### What you need to do:
Output exactly, and only, the stretch of lines beginning at the line with "Mark one point per instance of the white ice" and ending at the last line of the listing below. Drop the pictures.

### Dataset records:
= = = = = = =
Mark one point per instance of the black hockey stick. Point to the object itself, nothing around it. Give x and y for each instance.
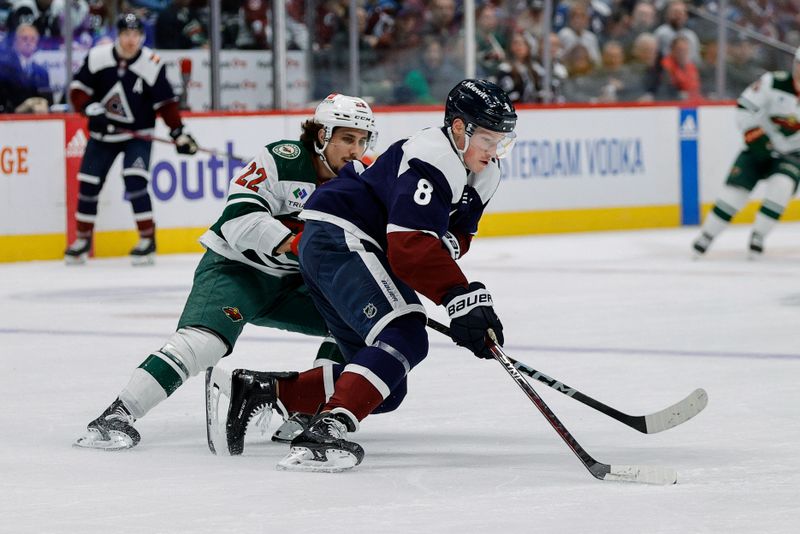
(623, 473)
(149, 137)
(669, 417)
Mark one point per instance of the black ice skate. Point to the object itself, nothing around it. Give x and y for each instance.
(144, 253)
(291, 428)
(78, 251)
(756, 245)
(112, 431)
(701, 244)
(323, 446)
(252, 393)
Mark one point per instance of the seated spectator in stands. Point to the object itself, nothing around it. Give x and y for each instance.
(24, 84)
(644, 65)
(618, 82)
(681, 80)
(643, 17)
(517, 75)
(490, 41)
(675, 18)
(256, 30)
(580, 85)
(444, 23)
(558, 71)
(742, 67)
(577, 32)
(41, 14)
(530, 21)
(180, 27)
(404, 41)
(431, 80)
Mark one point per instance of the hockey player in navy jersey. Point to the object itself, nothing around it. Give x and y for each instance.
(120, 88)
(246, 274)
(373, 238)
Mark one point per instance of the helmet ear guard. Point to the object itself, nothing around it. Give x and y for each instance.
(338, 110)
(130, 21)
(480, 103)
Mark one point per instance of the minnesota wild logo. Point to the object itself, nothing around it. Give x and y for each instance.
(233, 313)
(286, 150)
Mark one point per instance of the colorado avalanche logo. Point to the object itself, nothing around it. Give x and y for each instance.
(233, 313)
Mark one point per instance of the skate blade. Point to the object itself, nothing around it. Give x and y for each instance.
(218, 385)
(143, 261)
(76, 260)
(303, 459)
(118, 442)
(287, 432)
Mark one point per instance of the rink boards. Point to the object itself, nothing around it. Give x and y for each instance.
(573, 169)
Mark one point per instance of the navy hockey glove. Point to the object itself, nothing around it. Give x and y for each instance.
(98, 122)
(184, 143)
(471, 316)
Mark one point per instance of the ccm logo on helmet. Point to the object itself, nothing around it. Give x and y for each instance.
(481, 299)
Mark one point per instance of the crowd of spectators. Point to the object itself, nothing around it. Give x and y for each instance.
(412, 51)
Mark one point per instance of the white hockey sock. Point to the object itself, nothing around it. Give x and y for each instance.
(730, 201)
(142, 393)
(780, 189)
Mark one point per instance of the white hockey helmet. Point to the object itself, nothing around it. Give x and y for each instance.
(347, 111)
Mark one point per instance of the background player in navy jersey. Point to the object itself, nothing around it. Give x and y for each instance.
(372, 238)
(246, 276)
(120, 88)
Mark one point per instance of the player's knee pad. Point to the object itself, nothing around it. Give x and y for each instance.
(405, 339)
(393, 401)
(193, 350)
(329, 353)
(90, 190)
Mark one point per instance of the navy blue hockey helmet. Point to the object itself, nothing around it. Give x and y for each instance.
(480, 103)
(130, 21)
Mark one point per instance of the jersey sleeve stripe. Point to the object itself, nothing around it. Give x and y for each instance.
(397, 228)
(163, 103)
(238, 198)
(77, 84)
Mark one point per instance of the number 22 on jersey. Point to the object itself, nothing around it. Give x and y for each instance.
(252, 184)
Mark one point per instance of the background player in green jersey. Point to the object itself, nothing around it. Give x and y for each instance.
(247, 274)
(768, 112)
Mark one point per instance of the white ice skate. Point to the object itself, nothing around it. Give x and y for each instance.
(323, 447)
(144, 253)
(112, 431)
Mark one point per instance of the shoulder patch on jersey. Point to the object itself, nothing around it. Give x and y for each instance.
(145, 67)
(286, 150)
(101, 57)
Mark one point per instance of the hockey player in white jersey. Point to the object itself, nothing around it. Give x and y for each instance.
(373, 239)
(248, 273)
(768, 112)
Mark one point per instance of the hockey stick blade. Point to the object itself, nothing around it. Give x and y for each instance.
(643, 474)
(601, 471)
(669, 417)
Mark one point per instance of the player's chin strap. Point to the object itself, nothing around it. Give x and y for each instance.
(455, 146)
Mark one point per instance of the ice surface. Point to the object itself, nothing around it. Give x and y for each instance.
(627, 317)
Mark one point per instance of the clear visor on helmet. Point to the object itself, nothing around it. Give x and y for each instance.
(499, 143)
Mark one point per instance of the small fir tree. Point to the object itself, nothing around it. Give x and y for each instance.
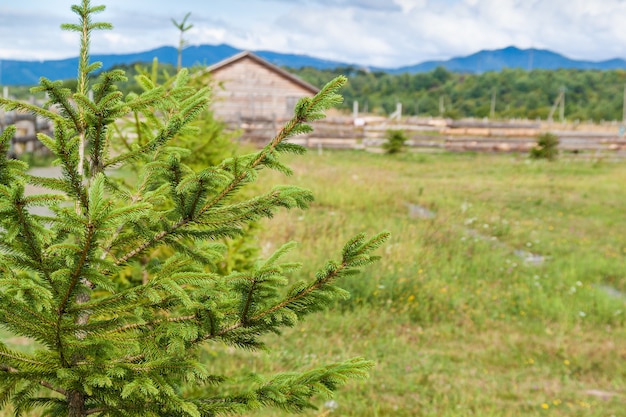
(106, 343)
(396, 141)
= = = = = = =
### Solution for this exercise:
Mark one point per instance of the white ice skate. Point to the object itself, nothing around it. Give x and y for each instance.
(323, 447)
(144, 253)
(112, 431)
Mark one point per instance of the shoulder patch on jersey. Point to the object itself, nothing around it. Give x and y for each instance.
(145, 67)
(286, 150)
(101, 57)
Mark one point per instance of the hockey player in white jersey. Point to the object itself, nothing around it. Give x and y for each instance.
(373, 239)
(248, 273)
(768, 112)
Mark one point per instance of the hockey stick blade. Point to the object itself, nothing around it. Give x and y for each instance.
(643, 474)
(601, 471)
(669, 417)
Mark one point per instance of the player's chin strap. Point to the object itself, nothing around it. Give x and y for each instance.
(455, 146)
Mark one point per instance of the ice surface. Point to the object itself, nothing around it. Give x and y for each instance.
(627, 317)
Mark one point per instance of the clear visor on helmet. Point to the object itself, nothing around it. Give x and y for each instance.
(499, 143)
Mark one point per instance of the small fir tree. Point to the object itself, nothing around it. Give x and y for each instance.
(106, 343)
(396, 141)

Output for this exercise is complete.